Lots of toddlers, fewer school-age kids in S.F.

Posted on May 30, 2006
Filed Under Uncategorized |

Does this really surprise anyone who lives in the Bay Area? As long as the Board of Dupes continues to favor renters over home buyers (e.g. erecting obstacles for tenant in commons arrangements) and the SF school system remains the embarrassment that it is, of course families will leave. It’s really not that difficult to figure out, but the fact that SF’s political leadership struggles with the fundamental reasons behind this exodus of families from SF is just one more indicator of how disconnected they are from the very population they are supposed to serve.

My prediction: nothing meaningful is going to happen, the school system will receive band-aids instead of surgery, qualified school system administrators will come and go as a result of the political tug of war between the Mayor’s office and the Board of Dupes (which is just a puppet of the powerful teacher’s union), the declining enrollment will have the natural result of less state and federal money and the result of that will be closed schools which will further alienate families, and the healthy regional economy will lull residents and political leaders alike into a false sense of redemption and a belief that everyone else in the Bay Area is just jealous of them and nothing is really wrong with SF.

= = = = =

**What is required**
Write the next part of the post about families leaving San Francisco, picking up after its final sentence.

**Given information**
= = = = =

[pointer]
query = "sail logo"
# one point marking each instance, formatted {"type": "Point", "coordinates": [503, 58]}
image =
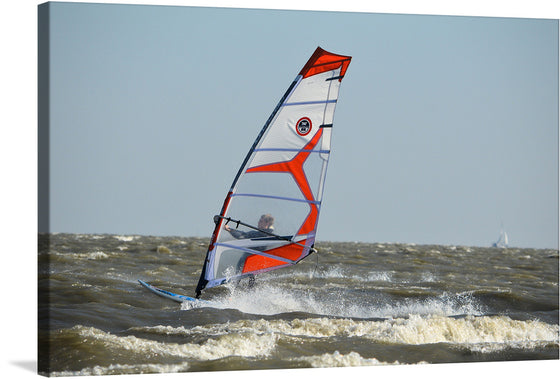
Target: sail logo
{"type": "Point", "coordinates": [303, 126]}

= = = = =

**Answer space**
For families it’s all about the schools and at some point California as a whole is going to have to realize that just throwing money at the public schools is not enough. If not, well we’ll just end up with the finest private school system in the country and a housing market that reflects the economics of good public schools. If you live in a school district that outperforms the region the housing prices are artificially inflated because of the tax advantages of paying a bigger mortgage versus private school tuition.

Lots of toddlers, fewer school-age kids in S.F.: A recent survey by the Public Research Institute at San Francisco State University found that nearly half of parents with preschool-age children planned to leave the city in the next three years.